In the records below, find the line containing "woman in green"; restate it and every later line word for word, through the last.

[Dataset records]
+++

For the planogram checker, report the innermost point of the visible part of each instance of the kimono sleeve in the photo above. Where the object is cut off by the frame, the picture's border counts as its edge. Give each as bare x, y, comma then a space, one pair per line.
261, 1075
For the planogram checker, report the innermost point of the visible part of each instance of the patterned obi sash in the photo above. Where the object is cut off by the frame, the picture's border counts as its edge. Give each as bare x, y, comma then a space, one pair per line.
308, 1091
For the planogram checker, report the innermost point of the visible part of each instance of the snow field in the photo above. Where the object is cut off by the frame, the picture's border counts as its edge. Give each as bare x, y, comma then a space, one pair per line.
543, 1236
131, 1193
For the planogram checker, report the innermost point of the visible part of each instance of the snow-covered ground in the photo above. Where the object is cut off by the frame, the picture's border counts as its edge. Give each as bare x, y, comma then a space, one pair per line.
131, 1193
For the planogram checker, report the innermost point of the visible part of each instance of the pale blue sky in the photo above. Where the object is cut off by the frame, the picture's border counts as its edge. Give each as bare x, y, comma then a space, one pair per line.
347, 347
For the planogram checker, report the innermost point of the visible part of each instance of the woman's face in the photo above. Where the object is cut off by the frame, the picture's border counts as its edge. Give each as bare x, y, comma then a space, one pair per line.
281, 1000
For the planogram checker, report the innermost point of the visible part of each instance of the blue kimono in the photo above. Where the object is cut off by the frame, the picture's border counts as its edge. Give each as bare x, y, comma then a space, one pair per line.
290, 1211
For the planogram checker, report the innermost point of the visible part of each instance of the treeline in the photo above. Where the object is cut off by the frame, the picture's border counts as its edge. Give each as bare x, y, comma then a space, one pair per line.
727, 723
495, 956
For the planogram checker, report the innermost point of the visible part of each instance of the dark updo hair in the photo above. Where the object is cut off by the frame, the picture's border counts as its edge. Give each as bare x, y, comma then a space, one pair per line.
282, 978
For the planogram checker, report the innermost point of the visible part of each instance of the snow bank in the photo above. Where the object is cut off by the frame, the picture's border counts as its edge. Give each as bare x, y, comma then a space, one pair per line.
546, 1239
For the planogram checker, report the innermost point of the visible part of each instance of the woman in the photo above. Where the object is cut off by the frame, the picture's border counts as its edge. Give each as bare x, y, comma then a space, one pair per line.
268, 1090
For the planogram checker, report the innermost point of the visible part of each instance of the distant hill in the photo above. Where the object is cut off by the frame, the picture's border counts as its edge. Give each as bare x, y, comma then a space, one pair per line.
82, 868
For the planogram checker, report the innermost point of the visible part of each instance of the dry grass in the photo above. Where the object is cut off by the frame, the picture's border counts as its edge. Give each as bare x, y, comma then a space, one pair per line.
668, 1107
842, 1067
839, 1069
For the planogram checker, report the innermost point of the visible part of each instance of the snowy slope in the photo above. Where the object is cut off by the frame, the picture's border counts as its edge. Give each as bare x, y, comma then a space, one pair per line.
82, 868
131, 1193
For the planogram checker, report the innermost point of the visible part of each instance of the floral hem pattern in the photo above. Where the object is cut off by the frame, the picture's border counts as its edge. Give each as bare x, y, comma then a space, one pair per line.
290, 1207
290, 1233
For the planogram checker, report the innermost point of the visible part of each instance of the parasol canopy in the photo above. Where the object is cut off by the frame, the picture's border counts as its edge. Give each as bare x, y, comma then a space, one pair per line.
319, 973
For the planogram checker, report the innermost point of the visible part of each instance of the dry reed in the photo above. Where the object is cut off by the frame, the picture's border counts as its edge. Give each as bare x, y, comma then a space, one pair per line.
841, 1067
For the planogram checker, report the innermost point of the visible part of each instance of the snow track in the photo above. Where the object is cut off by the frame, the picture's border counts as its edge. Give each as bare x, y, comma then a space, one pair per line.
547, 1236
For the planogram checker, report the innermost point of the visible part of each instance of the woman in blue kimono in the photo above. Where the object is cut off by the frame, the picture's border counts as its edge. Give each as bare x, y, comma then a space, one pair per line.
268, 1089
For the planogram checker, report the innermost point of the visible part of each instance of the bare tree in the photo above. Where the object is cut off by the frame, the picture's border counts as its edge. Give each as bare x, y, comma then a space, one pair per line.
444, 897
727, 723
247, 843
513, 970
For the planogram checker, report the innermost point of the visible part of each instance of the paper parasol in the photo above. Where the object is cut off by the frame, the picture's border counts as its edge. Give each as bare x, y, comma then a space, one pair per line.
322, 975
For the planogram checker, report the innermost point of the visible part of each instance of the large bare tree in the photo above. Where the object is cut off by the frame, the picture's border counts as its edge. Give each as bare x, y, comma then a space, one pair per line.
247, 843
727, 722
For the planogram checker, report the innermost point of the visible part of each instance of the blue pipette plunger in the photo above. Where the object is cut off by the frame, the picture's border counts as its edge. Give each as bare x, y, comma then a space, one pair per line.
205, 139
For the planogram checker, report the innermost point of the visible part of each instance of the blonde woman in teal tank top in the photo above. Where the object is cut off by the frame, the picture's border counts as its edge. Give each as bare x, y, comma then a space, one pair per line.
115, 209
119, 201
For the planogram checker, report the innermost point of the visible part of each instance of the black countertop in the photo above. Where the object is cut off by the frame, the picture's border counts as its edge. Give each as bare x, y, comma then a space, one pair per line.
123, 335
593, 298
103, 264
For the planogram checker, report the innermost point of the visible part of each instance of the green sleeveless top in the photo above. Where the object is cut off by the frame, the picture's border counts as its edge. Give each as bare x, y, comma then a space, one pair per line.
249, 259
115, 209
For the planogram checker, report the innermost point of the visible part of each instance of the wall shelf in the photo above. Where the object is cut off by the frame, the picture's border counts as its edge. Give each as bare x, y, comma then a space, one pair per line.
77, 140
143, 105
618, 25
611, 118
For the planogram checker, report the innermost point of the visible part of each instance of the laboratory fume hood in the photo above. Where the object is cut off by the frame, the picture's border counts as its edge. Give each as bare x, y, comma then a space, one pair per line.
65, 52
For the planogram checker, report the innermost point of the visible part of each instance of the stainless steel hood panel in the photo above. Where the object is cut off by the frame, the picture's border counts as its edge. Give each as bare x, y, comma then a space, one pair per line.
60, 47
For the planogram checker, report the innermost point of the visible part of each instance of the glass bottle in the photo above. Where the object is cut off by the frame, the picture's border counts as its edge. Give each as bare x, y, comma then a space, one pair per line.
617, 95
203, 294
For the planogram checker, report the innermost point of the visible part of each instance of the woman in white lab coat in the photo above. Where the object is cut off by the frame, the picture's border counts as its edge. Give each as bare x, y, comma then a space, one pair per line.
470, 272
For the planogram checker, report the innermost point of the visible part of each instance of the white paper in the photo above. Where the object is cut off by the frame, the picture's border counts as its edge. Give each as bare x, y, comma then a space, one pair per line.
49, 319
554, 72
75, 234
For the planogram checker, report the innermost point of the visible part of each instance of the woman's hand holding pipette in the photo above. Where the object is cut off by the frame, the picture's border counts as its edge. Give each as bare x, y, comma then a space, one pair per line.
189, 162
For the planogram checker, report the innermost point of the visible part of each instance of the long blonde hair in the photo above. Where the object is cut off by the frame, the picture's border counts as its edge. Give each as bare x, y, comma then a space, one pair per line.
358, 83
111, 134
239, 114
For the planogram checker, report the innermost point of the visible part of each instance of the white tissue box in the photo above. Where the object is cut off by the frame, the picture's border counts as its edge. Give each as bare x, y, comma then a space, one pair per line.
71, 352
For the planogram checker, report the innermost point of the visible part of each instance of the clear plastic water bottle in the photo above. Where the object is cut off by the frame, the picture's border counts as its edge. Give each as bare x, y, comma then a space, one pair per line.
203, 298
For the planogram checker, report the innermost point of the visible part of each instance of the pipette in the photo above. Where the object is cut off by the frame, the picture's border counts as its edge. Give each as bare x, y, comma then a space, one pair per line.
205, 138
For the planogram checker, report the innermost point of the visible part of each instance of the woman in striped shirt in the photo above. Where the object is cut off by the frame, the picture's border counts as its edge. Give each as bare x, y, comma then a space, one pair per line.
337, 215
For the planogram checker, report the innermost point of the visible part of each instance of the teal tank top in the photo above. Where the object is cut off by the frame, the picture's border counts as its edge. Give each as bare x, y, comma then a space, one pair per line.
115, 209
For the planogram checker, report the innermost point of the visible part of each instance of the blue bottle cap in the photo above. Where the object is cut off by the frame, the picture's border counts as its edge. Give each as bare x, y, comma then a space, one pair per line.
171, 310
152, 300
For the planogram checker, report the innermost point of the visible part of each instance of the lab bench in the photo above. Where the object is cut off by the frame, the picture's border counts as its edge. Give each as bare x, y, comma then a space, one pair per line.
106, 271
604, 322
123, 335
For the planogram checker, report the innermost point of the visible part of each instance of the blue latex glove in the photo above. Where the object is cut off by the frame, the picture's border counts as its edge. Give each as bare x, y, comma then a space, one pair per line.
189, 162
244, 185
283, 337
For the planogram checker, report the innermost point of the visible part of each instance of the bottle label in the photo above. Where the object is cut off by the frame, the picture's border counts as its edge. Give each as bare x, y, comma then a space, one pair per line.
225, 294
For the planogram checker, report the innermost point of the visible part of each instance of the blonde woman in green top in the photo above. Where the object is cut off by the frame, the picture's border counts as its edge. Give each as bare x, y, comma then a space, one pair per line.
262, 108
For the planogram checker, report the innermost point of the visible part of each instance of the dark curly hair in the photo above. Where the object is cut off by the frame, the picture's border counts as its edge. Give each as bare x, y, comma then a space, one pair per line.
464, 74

+++

*Written solution*:
For the planogram checker, report the innermost point of the visible part of each instance of the blonde woman in green top in the photo above. Where the object is cut off by the frame, the picture's border counts as its edge. Give each as bare x, y, comma then a space, one pair per line.
262, 108
For the planogram checker, report the innermost point of the visible part of each instance of the dark curly hair in the photo above. Where the object is cut off by the frame, the picture's border counts as its edge. Give each as bare x, y, comma then a space, one pair per line.
464, 74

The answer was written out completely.